- **Aim of the task**
Copy the whole text about the magnetic stimulation research project for MS word for word.

- **Reading text**
= = =
Determining new ways to enhance repair in the MS brain will hopefully lead to new therapeutic options for the progressive phase of MS in the future.

Project Grant – $170,000 over 2017-2019 funded by the Trish Multiple Sclerosis Research Foundation

Investigator:
Dr Kaylene Young, Menzies Institute for Medical Research, Tasmania

Co-Investigators:
Dr Carlie Cullen, Menzies Institute for Medical Research, Tasmania
Associate Professor Jennifer Rodger, University of Western Australia, WA

Summary

MS results from the loss of myelin, the insulating sheath around nerve fibres, in the brain and spinal cord. Myelin can be repaired, but in the progressive forms of MS, repair is not complete leading to irreversible disability. There are currently no treatment options that are capable of repairing myelin damage for people with progressive MS.

Dr Young and her team have recently established that a non-invasive technique, known as repetitive transcranial magnetic stimulation, is able to massage brain activity and increase the production of cells that produce myelin in the brain. In this project, Dr Young will use this technology as a treatment in two different laboratory models of MS. She will test its ability to increase the production of the myelin producing cells, to re-wrap nerve fibres in myelin and promote lesion repair in the brain. Dr Young will examine brain tissue under the microscope to determine effectiveness of this treatment in mediating successful repair of myelin and in combatting disease progression in the models.

This type of magnetic stimulation is safe for human use and is already being used clinically for the treatment of other nervous system disorders. Therefore, it is hoped that a successful outcome from this project will allow it to be trialled in hospitals for the treatment of people with MS within a short timeframe, providing a much needed therapeutic option for progressive MS.
= = =
- **Records shown**
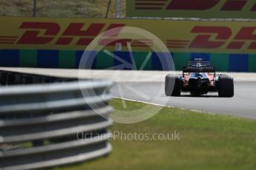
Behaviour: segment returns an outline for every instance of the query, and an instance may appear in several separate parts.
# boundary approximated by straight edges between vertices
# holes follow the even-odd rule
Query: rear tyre
[[[181,84],[178,75],[167,75],[165,77],[165,95],[180,96]]]
[[[220,75],[218,81],[218,93],[222,98],[232,98],[234,96],[234,80],[228,75]]]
= = =
- **Answer box**
Determining new ways to enhance repair in the MS brain will hopefully lead to new therapeutic options for the progressive phase of MS in the future.

Project Grant – $170,000 over 2017-2019 funded by the Trish Multiple Sclerosis Research Foundation

Investigator:
Dr Kaylene Young, Menzies Institute for Medical Research, Tasmania

Co-Investigators:
Dr Carlie Cullen, Menzies Institute for Medical Research, Tasmania
Associate Professor Jennifer Rodger, University of Western Australia, WA

Summary

MS results from the loss of myelin, the insulating sheath around nerve fibres, in the brain and spinal cord. Myelin can be repaired, but in the progressive forms of MS, repair is not complete leading to irreversible disability. There are currently no treatment options that are capable of repairing myelin damage for people with progressive MS.

Dr Young and her team have recently established that a non-invasive technique, known as repetitive transcranial magnetic stimulation, is able to massage brain activity and increase the production of cells that produce myelin in the brain. In this project, Dr Young will use this technology as a treatment in two different laboratory models of MS. She will test its ability to increase the production of the myelin producing cells, to re-wrap nerve fibres in myelin and promote lesion repair in the brain. Dr Young will examine brain tissue under the microscope to determine effectiveness of this treatment in mediating successful repair of myelin and in combatting disease progression in the models.

This type of magnetic stimulation is safe for human use and is already being used clinically for the treatment of other nervous system disorders. Therefore, it is hoped that a successful outcome from this project will allow it to be trialled in hospitals for the treatment of people with MS within a short timeframe, providing a much needed therapeutic option for progressive MS.